* Tasks to carry out:
1. According to Califf in the FDA AI oversight article, how often might inspections of farmers occur under the Food Safety Modernization Act?
2. From the FDA AI oversight article, extract the passage from "Barriers to AI" to "and overall reliability.", copying it verbatim.

FDA commissioner urges health systems to strengthen AI quality oversight

 

With the U.S. Food and Drug Administration (FDA) on track to clear its 1,000th clinical artificial intelligence (AI) algorithm by the end of 2024, FDA Commissioner Robert Califf, MD, is highlighting the urgent need for hospitals and health systems to develop robust quality assurance mechanisms for AI. He spoke with HealthExec in an interview at the Transcatheter Cardiovascular Therapeutics (TCT) 2024 annual meeting for interventional cardiology.

Califf emphasized the risks of relying solely on pre-market approvals, noting the potential for AI algorithms to deviate, or "drift," from their original, FDA-cleared functions over time.

“I’m on the AI bandwagon,” Califf said, acknowledging the transformative potential of generative AI and other technologies in healthcare. However, he cautioned that oversight is a complex challenge, one that the FDA cannot tackle alone.

“There's no way the FDA can oversee every algorithm,” Califf explained. “We need an ecosystem where health systems themselves take on the responsibility for ongoing validation.”

He likened the situation to food safety practices under the Food Safety Modernization Act (FSMA), where farmers are expected to follow FDA protocols between inspections, which may only occur every five years, Califf said.

The critical gap in AI post-market validation

Califf stressed that the biggest concern lies in the post-market phase of AI deployment. Unlike traditional medical devices, AI systems can evolve as they interact with new data, leading to either improved or degraded performance. Without continuous validation, health systems risk relying on algorithms that no longer provide accurate or reliable results.

“It’s clear that particularly with generative AI, you put it in place and then it changes,” he said. “The big deal in AI isn’t the pre-market phase, it’s the post-market phase. You need to continuously validate the model in the environment in which you're using it. And unfortunately, there's not a single health system in the U.S. that can do that now. So we probably have some bad algorithms out there already, and we're going to have to figure out how to create this different approach to information technology that enables validation.”

Califf said this gap in quality assurance to check for AI drift poses significant risks, particularly for critical applications like stroke prediction, where changing patient demographics and data can undermine the accuracy of AI-driven predictions.

Barriers to AI validation at hospitals

A significant obstacle to effective AI oversight, according to Califf, is the fragmented nature of healthcare data. While individual patient records can often be accessed across systems, the aggregate data needed to evaluate AI performance is siloed, limiting the ability to assess sensitivity, specificity and overall reliability.

“It’s really culture and data hoarding that’s the issue,” Califf remarked.

He said healthcare systems and even public reporting of data from health departments in each state is still very disconnected and data needs to be pulled in from many disparate data systems. The release of data is also a sea of red tape, because it requires agreements with each health entity in charge of these data silos.

He said the issues was a real problem when assessing the effectiveness of COVID-19 vaccines. Instead of looking at state health data, he found it easier to call Israel where all health data is centralized, where he was able to get answers much faster.

* The data:
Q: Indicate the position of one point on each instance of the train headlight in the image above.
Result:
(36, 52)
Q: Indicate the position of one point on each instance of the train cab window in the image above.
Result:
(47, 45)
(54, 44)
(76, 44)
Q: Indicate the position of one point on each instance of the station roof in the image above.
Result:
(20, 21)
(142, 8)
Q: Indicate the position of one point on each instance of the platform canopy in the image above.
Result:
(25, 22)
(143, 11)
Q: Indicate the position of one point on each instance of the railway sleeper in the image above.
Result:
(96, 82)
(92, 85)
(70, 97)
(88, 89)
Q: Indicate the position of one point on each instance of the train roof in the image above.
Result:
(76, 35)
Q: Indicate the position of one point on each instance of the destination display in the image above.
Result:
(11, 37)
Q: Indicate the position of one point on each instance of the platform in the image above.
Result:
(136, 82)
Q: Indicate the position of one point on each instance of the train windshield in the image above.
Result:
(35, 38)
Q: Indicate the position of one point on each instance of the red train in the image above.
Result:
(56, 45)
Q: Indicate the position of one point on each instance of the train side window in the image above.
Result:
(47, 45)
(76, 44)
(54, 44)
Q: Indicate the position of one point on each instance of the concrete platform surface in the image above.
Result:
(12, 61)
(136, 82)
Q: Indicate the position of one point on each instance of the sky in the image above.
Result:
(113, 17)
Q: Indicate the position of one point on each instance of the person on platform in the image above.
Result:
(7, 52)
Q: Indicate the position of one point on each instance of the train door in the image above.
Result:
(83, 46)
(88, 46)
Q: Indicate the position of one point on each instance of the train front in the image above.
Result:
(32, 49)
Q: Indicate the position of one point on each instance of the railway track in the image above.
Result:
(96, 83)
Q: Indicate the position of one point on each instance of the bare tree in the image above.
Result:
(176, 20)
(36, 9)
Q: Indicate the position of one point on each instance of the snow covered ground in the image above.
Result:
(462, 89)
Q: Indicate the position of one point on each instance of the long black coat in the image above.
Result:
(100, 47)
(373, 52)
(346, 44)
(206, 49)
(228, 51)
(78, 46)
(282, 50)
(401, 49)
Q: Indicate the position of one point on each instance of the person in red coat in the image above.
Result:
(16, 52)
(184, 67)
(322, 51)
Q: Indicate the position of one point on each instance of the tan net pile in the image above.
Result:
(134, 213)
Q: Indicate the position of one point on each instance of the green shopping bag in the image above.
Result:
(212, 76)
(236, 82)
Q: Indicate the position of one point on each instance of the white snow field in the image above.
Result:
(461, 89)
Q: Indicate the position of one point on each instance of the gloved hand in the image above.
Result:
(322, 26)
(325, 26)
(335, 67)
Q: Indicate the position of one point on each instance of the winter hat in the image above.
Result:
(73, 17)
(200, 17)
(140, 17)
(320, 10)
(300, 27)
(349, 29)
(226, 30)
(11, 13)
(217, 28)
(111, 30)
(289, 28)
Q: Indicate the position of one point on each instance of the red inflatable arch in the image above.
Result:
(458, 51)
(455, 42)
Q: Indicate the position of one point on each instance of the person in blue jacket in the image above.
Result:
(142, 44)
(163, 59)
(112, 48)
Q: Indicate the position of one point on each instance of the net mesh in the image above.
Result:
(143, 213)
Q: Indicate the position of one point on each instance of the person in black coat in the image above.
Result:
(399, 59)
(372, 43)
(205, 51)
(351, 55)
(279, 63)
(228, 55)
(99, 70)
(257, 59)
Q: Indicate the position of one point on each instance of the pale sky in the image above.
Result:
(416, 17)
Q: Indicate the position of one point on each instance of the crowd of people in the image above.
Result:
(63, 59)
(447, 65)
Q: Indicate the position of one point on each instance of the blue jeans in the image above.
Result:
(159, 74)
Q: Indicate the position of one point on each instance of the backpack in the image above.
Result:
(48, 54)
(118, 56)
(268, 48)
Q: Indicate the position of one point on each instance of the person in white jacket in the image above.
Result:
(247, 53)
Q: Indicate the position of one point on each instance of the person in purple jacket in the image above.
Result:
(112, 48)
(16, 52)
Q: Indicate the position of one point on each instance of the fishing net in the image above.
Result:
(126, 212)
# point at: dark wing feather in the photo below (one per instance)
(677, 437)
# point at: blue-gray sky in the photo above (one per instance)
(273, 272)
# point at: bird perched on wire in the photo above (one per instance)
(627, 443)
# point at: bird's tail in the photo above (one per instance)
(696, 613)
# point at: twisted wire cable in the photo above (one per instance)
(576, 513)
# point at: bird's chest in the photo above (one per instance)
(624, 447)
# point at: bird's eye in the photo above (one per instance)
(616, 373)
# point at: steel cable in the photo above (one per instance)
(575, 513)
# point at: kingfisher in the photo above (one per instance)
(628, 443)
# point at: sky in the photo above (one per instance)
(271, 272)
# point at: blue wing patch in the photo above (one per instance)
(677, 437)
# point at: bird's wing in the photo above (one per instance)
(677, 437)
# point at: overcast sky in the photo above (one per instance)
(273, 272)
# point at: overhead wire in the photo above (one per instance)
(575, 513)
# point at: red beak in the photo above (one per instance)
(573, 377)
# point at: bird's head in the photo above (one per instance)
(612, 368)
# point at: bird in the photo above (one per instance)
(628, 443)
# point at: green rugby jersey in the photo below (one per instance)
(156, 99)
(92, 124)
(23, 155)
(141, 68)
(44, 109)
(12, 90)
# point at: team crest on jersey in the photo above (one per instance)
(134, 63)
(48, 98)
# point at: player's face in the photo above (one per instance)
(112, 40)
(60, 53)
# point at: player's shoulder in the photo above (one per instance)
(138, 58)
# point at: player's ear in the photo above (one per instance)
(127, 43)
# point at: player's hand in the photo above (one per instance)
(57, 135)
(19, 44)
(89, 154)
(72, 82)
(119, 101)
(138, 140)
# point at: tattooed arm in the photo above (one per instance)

* Expected outputs:
1. Only every five years.

2.
Barriers to AI validation at hospitals

A significant obstacle to effective AI oversight, according to Califf, is the fragmented nature of healthcare data. While individual patient records can often be accessed across systems, the aggregate data needed to evaluate AI performance is siloed, limiting the ability to assess sensitivity, specificity and overall reliability.